- _Records for the task_

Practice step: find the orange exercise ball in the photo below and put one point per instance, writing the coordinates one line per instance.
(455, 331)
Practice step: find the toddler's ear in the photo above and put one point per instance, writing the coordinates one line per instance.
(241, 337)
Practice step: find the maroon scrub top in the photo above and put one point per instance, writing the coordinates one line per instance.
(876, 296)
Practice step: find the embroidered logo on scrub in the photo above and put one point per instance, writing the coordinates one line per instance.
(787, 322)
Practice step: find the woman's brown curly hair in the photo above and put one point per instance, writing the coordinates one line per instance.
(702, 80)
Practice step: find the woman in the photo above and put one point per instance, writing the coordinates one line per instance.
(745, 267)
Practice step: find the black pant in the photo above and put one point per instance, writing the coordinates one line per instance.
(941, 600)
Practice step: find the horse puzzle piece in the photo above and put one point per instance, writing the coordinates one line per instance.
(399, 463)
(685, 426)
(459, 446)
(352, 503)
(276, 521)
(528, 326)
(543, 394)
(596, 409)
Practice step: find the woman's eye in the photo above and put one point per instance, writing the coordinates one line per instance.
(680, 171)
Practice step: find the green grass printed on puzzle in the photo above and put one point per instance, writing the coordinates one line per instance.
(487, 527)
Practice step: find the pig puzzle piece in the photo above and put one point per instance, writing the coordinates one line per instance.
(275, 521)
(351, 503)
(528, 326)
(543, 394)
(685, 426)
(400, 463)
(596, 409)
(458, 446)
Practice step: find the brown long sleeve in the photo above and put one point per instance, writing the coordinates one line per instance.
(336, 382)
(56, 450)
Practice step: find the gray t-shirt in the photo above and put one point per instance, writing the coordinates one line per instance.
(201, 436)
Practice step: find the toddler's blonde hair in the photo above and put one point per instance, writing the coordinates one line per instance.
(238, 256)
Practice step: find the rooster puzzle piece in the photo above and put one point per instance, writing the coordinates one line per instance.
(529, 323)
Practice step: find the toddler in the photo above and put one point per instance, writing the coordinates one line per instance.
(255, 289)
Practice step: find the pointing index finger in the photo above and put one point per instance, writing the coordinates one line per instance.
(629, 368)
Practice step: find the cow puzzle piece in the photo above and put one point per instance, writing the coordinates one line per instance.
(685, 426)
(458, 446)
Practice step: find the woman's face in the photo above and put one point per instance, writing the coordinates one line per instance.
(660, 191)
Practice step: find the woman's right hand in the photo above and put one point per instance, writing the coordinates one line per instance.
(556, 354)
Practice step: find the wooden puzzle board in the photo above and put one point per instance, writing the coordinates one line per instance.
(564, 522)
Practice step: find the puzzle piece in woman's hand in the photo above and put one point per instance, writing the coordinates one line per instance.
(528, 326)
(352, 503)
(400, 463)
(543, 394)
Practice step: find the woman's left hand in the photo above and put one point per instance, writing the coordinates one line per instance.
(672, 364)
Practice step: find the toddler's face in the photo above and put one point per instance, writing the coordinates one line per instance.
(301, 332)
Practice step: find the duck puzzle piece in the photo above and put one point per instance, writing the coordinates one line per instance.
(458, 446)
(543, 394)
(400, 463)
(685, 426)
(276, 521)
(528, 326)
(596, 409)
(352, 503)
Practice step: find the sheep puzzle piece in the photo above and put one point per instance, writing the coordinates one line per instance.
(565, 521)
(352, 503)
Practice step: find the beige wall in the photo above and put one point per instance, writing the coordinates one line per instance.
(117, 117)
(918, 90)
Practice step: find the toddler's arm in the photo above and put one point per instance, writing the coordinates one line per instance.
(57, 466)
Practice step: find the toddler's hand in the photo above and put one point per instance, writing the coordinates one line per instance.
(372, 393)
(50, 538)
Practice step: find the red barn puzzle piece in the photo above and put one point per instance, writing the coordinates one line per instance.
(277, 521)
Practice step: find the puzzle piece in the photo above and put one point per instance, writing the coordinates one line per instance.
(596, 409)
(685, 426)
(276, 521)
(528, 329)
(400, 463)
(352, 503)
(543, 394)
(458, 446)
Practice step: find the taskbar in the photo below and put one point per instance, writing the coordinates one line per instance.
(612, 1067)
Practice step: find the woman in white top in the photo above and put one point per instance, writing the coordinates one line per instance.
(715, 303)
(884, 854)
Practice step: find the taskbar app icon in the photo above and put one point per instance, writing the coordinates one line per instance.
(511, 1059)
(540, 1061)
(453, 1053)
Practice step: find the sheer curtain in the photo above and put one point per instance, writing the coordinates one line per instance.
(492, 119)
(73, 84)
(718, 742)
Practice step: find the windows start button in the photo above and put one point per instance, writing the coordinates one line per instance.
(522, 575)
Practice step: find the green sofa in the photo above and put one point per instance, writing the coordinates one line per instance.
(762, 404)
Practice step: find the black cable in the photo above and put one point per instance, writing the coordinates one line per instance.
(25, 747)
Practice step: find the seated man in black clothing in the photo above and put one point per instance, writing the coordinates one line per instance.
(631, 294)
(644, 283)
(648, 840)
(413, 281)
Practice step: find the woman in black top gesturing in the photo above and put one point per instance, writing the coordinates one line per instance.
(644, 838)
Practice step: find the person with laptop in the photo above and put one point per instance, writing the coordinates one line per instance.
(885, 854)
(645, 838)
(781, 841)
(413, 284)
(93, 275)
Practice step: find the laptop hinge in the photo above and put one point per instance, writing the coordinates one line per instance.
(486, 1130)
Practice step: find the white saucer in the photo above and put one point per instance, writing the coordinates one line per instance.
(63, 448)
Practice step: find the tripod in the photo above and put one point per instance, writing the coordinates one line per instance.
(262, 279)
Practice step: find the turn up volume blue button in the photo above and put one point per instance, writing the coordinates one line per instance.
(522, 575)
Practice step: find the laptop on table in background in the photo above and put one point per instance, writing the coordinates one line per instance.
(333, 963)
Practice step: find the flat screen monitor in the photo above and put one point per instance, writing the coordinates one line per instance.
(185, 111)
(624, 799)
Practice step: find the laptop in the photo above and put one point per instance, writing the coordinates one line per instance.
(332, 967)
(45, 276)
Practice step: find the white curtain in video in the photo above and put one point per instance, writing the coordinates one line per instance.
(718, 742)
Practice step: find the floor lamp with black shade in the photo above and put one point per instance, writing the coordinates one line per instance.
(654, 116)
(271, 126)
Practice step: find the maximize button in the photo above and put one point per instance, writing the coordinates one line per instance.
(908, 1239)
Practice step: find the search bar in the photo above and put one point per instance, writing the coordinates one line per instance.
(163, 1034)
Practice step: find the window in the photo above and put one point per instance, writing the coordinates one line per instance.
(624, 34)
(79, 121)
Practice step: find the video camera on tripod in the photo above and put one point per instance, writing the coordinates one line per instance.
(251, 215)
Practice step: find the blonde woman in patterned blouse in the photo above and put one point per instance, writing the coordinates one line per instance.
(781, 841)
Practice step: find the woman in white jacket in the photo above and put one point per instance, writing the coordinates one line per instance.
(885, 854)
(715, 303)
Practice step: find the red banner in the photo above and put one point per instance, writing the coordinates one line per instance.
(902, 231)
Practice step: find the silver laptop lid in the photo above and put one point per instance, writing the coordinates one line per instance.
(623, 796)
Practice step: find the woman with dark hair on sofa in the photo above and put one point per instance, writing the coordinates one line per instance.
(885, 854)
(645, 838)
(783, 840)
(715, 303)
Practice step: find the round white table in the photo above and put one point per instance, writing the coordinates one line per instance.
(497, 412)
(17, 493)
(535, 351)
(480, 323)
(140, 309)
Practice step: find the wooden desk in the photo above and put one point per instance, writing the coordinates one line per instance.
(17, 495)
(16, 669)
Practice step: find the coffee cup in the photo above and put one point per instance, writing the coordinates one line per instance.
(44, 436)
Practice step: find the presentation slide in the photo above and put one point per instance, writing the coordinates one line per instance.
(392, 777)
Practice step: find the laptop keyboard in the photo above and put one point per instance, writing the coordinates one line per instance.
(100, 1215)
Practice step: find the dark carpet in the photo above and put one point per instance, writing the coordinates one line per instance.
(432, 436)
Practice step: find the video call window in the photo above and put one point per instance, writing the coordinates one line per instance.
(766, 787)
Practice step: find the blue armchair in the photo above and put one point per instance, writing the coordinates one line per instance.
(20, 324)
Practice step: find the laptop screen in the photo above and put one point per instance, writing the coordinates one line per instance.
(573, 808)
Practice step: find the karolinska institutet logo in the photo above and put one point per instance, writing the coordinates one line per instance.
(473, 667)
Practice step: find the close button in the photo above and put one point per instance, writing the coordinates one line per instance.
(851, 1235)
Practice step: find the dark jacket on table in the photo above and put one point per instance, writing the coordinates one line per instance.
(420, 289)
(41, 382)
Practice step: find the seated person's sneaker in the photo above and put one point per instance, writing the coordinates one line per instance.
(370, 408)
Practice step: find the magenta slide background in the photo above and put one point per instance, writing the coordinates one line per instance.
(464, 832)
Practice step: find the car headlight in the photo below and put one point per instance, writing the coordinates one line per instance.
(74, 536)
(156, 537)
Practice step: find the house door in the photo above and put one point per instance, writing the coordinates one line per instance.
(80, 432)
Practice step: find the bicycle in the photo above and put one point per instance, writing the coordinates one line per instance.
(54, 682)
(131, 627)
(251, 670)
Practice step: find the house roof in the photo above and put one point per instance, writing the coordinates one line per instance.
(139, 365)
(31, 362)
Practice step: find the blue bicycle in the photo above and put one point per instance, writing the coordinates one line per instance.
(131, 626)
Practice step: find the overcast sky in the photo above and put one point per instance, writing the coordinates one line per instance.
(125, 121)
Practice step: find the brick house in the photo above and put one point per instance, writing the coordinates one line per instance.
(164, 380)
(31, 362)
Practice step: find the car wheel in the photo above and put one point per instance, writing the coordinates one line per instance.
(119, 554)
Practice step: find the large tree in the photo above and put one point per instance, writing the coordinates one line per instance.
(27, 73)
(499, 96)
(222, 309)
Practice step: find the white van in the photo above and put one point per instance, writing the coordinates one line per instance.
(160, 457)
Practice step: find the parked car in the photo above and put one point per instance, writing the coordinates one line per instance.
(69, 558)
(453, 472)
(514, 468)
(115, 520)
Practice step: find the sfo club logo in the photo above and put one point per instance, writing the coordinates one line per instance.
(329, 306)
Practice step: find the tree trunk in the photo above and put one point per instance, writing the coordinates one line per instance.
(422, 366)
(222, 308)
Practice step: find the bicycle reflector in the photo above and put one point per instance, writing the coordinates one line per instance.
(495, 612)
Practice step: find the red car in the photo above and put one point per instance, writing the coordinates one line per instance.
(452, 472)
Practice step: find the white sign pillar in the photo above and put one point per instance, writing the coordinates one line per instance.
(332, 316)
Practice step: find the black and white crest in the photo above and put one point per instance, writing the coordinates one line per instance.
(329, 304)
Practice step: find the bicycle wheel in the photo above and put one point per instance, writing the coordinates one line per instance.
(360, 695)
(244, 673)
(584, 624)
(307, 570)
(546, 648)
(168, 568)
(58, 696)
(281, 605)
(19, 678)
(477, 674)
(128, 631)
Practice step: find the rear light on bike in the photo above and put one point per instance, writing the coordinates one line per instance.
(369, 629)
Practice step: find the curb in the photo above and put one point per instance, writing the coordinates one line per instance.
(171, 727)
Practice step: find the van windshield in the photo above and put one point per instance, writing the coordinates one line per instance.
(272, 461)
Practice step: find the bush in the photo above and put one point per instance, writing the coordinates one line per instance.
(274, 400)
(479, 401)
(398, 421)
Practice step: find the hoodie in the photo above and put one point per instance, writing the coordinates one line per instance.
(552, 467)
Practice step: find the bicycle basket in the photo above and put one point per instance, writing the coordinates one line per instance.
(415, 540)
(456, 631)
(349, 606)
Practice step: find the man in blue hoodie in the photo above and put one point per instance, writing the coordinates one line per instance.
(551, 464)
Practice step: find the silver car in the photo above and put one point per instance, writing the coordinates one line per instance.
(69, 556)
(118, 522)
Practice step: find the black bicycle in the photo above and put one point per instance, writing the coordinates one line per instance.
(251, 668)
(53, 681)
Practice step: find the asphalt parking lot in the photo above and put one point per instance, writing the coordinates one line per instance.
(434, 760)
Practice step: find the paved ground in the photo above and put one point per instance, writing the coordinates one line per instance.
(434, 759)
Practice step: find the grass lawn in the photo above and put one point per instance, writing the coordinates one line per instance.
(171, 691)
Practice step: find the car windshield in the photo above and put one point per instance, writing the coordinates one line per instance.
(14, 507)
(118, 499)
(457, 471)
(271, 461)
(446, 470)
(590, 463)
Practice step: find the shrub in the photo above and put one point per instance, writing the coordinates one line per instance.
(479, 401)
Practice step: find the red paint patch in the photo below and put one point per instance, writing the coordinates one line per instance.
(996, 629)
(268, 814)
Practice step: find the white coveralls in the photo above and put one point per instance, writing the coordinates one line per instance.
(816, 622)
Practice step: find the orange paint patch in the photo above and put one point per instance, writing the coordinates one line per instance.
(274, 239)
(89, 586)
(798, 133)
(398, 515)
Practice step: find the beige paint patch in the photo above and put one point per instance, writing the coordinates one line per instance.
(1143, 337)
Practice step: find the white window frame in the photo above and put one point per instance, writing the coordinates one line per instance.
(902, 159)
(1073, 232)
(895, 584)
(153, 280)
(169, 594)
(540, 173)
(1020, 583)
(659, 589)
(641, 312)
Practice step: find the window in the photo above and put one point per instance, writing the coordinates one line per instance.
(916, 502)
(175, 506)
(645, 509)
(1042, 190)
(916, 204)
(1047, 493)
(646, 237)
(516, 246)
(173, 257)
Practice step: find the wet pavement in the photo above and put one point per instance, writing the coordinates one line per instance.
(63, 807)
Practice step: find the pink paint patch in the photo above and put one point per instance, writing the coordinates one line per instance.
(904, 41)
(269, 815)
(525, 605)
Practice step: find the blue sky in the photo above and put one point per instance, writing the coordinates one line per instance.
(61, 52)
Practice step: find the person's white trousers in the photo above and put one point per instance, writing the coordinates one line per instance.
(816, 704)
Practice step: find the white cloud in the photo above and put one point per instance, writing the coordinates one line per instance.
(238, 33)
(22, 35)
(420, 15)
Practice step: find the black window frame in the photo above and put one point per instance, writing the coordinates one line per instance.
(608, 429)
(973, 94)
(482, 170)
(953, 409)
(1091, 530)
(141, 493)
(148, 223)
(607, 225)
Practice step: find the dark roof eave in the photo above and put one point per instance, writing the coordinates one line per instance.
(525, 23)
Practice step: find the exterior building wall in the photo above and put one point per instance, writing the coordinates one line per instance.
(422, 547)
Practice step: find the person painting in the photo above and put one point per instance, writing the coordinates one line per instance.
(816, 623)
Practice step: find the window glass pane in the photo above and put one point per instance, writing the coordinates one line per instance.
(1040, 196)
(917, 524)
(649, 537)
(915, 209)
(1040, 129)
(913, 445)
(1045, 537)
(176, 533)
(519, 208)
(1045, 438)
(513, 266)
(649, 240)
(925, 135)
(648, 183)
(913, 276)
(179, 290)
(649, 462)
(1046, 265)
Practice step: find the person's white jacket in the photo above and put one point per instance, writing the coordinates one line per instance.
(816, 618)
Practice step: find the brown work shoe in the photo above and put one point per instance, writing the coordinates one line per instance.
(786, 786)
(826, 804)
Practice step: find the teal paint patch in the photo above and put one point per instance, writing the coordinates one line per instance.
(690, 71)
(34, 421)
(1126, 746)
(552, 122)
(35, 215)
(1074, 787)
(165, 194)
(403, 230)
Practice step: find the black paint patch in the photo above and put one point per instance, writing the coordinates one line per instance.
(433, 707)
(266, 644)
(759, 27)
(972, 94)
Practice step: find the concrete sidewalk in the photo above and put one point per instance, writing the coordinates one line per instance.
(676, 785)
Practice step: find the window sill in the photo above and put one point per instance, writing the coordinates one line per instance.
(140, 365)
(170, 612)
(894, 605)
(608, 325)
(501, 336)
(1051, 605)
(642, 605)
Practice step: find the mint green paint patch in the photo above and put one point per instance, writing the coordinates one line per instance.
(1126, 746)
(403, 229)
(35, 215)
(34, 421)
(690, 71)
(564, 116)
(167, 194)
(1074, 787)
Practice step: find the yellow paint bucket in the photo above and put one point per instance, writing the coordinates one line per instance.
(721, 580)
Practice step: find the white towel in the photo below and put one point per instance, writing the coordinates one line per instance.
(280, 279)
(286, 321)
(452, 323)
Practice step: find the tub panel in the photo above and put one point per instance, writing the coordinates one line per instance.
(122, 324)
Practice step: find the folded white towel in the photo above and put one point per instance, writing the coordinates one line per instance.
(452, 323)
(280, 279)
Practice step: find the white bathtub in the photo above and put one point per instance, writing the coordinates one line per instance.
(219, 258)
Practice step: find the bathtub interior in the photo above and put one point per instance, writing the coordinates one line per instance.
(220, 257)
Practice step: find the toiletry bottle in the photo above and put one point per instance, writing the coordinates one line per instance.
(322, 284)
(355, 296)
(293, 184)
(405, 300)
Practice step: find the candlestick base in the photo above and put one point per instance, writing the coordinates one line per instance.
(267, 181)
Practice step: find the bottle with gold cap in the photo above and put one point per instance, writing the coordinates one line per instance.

- _Short exercise_
Reproduce, exactly and with nothing added, the lines from the one that includes "Practice step: find the yellow" through the last line of the material.

- _Response for this exercise_
Practice step: find the yellow paint bucket in the photo above and put one point per instance, writing the coordinates one line per instance.
(721, 580)
Practice step: find the white towel in the photo below and put one point per instance, writing the coordinates one line per instance.
(280, 279)
(286, 321)
(452, 323)
Practice step: find the tub panel in the photo above and put one point per instance, writing the coordinates one line per instance.
(122, 324)
Practice step: find the folded white towel in the photo above and put one point per instance, writing the coordinates one line per instance.
(452, 323)
(280, 279)
Practice step: find the white bathtub in the photo above and put one point per instance, writing the coordinates one line per instance.
(219, 258)
Practice step: find the bathtub interior in the photo above and put one point per instance, writing the coordinates one line per instance.
(220, 257)
Practice step: find the toiletry bottle in the photo above and put one point per instance, writing the coordinates one line per instance.
(322, 284)
(355, 296)
(293, 184)
(405, 300)
Practice step: find the candlestick base in the photo above and put one point per instance, writing the coordinates one line per instance.
(267, 181)
Practice step: find the bottle with gold cap in the photo above and put one point per instance, writing the coordinates one line per instance.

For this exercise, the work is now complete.